Loved, Forgiven, Called

Once there was a man who was trashing his life by drinking. He failed to graduate from law school because of his drinking. He ruined a promising career on Wall Street because of his drinking. Everything was falling apart. He very much wanted to stop drinking, but he couldn’t do it. He had several hospital stays and sometimes could stay sober for a bit, but then he would relapse.


One day, on his fourth hospital stay, he was lying in his hospital bed in the throes of despair. He said, “I’ll do anything! Anything at all! If there be a God, let Him show Himself!” He had a vision of a bright light and experienced a feeling of ecstasy and serenity.


Not only did he quit drinking, but he dedicated his life to helping others get off alcohol as well. His name was Bill Wilson, also known as Bill W., and he cofounded Alcoholics Anonymous, which has helped millions of people deal with their addiction to alcohol. He changed the world. Pretty good for a guy who wrecked his career in finance and was too drunk to get his law degree. (History of Alcoholics Anonymous - Wikipedia.)


There’s a lot more to the story, of course. Bill W. wasn’t a perfect guy or a martyr. But I think that’s the point of today’s reading in Isaiah. God isn’t looking for people who have it all together. God is looking for those of us who show up in all our mess and failure, just as we are.  


Isaiah sees this life-changing vision of God in the temple, surrounded by seraphim and smoke. It is humbling, awe-inspiring. Isaiah’s first reaction is not, “Wow! I must be something special to have a personal audience in the temple with God! Stand back, Moses: here comes Isaiah!” No. Isaiah’s reaction is fear and despair: “Woe is me!” he says, “I am lost, for I am a man of unclean lips, and I live among a people of unclean lips; yet my eyes have seen the Ruler, the God of hosts!” (Isaiah 6:5.)

==============================

Work instructions ->
- A) In the sermon above, during which hospital stay did the man have his vision of a bright light?
- B) List the words that make up the title of the sermon above.

Dataset content ->
==============================

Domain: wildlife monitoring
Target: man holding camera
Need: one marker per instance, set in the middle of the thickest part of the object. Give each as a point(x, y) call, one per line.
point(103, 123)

==============================

Your written answers ->
- A) His fourth hospital stay.

- B) Loved, Forgiven, Called